**SHORT TASK**: Lines from the one containing "the stone staircase" through the last line of the data are to be repeated word for word, both ends included.

**RECORDS FOR THE EXERCISE**:
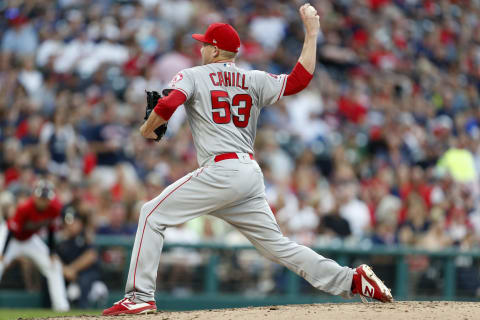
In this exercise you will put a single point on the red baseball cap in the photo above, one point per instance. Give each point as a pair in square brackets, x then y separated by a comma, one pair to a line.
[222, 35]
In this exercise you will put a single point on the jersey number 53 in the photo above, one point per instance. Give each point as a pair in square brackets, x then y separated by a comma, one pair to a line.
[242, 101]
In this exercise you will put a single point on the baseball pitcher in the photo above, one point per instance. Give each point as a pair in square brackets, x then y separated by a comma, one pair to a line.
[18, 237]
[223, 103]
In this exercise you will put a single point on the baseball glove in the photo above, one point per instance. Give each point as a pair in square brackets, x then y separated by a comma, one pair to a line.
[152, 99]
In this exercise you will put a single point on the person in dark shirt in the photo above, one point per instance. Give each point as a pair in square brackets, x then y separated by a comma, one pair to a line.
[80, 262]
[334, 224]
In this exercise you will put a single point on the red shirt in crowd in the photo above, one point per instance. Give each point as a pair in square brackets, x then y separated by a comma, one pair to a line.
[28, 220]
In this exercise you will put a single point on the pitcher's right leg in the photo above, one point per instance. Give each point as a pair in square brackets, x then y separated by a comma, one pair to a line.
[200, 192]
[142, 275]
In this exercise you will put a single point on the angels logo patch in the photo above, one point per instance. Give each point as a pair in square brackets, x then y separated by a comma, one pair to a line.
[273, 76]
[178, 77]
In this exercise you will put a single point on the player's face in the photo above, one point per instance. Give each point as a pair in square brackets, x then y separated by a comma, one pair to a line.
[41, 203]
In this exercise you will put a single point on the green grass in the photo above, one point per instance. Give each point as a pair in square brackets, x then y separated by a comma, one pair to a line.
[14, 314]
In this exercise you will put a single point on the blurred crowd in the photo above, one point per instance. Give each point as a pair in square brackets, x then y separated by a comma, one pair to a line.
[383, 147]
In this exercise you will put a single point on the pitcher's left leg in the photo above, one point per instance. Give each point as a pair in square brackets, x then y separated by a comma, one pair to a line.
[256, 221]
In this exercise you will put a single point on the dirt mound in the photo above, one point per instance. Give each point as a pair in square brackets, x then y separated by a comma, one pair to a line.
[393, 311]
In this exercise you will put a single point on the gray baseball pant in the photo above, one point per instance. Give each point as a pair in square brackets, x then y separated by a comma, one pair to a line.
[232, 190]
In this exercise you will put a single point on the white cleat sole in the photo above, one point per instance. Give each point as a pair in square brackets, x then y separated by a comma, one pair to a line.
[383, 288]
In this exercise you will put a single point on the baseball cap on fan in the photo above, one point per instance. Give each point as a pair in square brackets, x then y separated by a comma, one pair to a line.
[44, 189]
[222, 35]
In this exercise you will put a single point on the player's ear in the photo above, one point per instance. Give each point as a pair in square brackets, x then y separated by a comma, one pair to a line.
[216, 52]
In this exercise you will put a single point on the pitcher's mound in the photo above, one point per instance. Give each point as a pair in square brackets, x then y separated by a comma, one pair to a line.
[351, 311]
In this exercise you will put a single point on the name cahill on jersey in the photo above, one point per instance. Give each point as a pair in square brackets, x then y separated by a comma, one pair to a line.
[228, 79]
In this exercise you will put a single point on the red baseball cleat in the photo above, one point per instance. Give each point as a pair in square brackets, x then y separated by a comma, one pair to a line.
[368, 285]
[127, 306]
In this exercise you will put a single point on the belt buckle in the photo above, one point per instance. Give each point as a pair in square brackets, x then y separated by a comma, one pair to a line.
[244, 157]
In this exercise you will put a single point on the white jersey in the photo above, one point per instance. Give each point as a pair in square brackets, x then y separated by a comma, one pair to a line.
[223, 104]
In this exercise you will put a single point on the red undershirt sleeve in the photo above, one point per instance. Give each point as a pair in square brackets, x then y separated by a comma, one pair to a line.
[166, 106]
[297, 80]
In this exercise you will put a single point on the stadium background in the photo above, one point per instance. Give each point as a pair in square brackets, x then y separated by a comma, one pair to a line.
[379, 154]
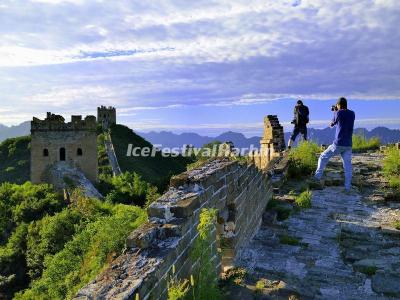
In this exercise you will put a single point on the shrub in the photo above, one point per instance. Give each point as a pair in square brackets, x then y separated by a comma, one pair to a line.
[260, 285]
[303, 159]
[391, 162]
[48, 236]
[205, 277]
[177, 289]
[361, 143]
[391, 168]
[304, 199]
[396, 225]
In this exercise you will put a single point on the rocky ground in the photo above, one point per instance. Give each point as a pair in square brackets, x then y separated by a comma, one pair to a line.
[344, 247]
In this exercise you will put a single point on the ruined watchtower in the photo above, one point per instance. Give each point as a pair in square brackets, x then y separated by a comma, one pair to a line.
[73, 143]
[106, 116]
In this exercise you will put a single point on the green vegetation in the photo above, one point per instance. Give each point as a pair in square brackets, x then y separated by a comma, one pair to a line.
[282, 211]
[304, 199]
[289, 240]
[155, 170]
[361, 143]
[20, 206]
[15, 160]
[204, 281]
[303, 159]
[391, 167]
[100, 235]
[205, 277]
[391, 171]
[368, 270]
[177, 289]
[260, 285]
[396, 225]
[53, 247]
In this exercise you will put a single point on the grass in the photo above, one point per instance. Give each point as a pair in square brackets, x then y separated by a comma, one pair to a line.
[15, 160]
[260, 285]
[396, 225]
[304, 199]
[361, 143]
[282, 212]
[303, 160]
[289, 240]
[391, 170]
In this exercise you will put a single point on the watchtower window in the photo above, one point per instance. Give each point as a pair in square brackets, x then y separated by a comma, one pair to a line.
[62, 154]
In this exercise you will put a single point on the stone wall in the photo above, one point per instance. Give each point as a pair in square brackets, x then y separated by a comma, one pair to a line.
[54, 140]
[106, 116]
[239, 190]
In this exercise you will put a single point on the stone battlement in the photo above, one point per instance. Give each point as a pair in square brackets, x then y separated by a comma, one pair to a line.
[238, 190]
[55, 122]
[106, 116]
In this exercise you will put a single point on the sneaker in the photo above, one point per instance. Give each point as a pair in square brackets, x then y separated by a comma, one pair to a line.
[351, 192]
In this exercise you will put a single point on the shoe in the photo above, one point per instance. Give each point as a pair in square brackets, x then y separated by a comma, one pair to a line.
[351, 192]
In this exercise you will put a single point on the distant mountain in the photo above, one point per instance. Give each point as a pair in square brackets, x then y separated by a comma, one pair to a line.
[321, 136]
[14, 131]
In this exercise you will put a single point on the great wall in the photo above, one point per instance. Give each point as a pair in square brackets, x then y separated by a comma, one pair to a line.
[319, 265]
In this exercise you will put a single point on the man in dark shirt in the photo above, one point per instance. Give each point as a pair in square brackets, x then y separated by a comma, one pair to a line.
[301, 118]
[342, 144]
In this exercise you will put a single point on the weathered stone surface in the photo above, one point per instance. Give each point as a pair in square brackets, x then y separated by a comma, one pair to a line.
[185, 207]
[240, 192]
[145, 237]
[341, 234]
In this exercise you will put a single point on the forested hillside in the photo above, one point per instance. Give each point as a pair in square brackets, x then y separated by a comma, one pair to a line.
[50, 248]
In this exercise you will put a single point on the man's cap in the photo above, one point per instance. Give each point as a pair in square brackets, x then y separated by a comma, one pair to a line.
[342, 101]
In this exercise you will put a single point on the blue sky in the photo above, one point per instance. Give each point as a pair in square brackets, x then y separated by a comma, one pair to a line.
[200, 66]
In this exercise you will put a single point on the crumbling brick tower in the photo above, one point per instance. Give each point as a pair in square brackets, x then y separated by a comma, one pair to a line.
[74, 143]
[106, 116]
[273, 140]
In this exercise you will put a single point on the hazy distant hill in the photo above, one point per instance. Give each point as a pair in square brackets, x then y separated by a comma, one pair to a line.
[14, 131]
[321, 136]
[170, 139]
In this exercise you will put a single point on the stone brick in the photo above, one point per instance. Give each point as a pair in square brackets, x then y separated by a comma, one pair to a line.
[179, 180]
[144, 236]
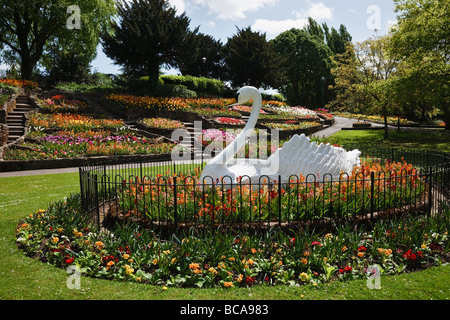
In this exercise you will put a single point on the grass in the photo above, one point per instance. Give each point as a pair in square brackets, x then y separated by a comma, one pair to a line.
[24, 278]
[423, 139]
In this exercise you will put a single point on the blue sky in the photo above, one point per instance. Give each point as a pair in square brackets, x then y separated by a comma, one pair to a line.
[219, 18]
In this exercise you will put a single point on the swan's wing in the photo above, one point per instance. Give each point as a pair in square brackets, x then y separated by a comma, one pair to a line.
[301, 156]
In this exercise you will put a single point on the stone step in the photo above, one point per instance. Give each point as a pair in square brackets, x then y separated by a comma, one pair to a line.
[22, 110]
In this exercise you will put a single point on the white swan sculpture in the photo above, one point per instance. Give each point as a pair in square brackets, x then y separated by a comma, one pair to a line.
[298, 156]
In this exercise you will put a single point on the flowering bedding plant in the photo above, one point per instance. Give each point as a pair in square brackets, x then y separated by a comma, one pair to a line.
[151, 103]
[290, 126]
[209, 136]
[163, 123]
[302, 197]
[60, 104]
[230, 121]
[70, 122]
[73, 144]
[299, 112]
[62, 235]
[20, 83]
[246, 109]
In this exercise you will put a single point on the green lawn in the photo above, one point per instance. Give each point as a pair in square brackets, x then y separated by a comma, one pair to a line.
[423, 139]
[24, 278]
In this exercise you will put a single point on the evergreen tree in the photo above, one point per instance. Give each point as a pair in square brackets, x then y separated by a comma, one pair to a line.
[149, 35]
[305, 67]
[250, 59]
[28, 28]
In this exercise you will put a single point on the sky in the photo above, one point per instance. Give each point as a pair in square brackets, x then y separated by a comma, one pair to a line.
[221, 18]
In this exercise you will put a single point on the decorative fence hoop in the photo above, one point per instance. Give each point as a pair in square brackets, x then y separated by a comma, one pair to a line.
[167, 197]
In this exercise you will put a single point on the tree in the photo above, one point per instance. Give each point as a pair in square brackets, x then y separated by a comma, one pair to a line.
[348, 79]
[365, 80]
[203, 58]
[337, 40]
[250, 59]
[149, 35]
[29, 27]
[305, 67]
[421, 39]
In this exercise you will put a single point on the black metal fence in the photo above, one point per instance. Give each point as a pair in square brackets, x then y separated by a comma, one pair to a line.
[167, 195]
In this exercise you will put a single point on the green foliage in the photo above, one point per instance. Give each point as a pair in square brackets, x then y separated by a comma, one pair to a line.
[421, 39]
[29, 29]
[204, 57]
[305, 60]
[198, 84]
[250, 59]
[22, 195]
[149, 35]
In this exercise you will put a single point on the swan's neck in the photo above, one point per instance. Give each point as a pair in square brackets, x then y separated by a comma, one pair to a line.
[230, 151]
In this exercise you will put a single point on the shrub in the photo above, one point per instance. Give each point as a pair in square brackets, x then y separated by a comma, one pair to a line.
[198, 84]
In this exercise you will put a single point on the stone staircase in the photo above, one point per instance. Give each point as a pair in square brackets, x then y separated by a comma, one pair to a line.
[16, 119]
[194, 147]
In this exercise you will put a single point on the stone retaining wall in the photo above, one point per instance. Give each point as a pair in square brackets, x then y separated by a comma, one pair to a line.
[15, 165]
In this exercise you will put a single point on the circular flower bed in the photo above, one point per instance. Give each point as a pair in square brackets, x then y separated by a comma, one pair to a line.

**REPLY TO THE EXERCISE**:
In this exercise you will put a single point on the stone staircase in the photo above, one point per instance. Give each point as a pair in square brackets, x then y separated by a comma, one pair to a line.
[16, 119]
[194, 147]
In this exercise you will put a single point on the stone retaining wall in the photo above, one point per instance. Give each point as a pair in square brackets, x then y separated by a comma, one pair to a line.
[15, 165]
In this exercise you will put a single point on the circular flower bed in the photo above, one point per instance. Give each point as a pair in square brackets, x then y separated by a comma, one pair to a line.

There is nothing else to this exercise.